Directions
Rewrite the listing below with "sweater sleeve" swapped for "jacket sleeve" wherever it occurs, and leave everything else unchanged.

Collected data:
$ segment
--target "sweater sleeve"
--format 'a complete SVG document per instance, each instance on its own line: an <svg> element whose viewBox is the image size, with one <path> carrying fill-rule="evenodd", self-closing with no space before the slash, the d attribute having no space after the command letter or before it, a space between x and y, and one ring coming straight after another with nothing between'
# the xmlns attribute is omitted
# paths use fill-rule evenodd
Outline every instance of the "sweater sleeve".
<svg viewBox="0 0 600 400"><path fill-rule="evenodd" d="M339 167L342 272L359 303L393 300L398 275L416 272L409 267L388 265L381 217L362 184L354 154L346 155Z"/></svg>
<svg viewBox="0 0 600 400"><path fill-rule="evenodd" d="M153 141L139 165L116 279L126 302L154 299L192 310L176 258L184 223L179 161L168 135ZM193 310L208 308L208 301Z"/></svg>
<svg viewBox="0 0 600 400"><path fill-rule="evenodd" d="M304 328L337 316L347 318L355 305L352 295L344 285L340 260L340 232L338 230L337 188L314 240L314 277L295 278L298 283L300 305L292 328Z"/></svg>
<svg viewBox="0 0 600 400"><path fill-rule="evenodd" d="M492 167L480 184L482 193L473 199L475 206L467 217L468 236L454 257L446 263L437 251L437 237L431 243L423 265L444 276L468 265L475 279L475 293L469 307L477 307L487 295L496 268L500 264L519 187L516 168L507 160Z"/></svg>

Task result
$ segment
--target "jacket sleeve"
--format 'a complete SVG document per instance, each instance on its own line: an <svg> element whose viewBox is the image size, with one <path> carrying fill-rule="evenodd", self-closing with no space before the slash, the d attribute having no space after the command letter or before it, a space between x and y, and one ring coming straight after another with nothing between'
# the xmlns attribute is omitted
# paths use fill-rule evenodd
Outline every instance of the "jacket sleeve".
<svg viewBox="0 0 600 400"><path fill-rule="evenodd" d="M339 167L342 272L359 303L393 300L398 275L416 272L409 267L388 265L381 217L362 184L354 154L346 155Z"/></svg>
<svg viewBox="0 0 600 400"><path fill-rule="evenodd" d="M153 141L139 165L116 279L126 302L154 299L192 310L176 258L184 223L179 161L168 135ZM193 310L208 308L208 301Z"/></svg>
<svg viewBox="0 0 600 400"><path fill-rule="evenodd" d="M304 328L337 316L347 318L355 305L352 295L344 285L340 260L340 232L338 230L337 188L314 240L314 277L295 278L298 283L300 305L292 328Z"/></svg>
<svg viewBox="0 0 600 400"><path fill-rule="evenodd" d="M492 167L480 184L482 193L473 199L475 206L467 217L468 236L454 257L446 263L437 251L437 237L431 243L423 265L444 276L468 265L475 279L475 293L469 307L477 307L487 295L496 268L500 264L519 187L516 168L507 160Z"/></svg>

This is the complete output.